» **GOAL OF THE EXERCISE**:
According to the passage on Bell Labs below, what is still the best way to generate ideas?
START EXCERPTED PASSAGE
Gertner's highly readable book leaves us with a key message. As America struggles to stay competitive in science and technology, Bell Labs still provides the best example of what productive industrial research can accomplish. There are many lessons that modern organizations can learn from it. One interesting lesson arising from the cohabitation of research and manufacturing under the same roof is that it might not be healthy beyond a point to isolate one from the other, a caveat that bears directly on current offshoring policies. It is important to have people involved in all aspects of R&D talking to each other. But the greatest message of all from the story of this remarkable institution is simple and should not be lost in this era of short-term profits, layoffs and declining investment in fundamental research: the best way to generate ideas still is to hire the best minds, put them all in one place and give them the freedom, time and money to explore, think and innovate. You will be surprised how much long-term benefit you get from that policy. As they say, mighty trees from little acorns grow, and it's imperative to nurture those little seeds.
END EXCERPTED PASSAGE
START THE DATA
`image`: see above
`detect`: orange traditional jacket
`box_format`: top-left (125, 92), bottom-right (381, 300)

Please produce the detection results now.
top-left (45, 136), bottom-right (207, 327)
END THE DATA
» **FINISHED EXERCISE**:
Hire the best minds, put them all in one place, and give them the freedom, time and money to explore, think and innovate.